### ASSIGNMENT
An exact copy of all records is expected, minus the images.

### RECORDS FOR THIS EXERCISE
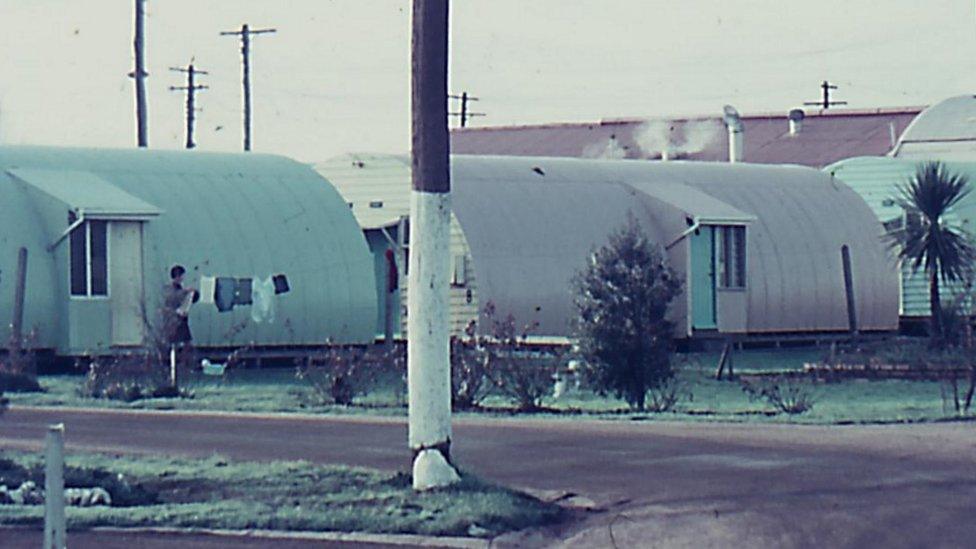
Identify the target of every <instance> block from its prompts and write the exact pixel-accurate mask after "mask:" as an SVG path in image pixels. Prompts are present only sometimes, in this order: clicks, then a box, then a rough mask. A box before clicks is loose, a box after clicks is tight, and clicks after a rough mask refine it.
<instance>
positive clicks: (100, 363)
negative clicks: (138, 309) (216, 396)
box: [80, 349, 193, 402]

### TASK RESULT
Identify the target of every <instance> block from its prompts and write the exact pixel-accurate mask after "mask:" as an SVG path in image pixels. Prompts are present only sometimes, in this order: clicks, then a box, then a rough mask. A box before clicks is loose, a box after clicks is tight, and clicks after a rough mask refine it.
<instance>
positive clicks: (100, 363)
negative clicks: (138, 309) (216, 396)
box: [80, 349, 193, 402]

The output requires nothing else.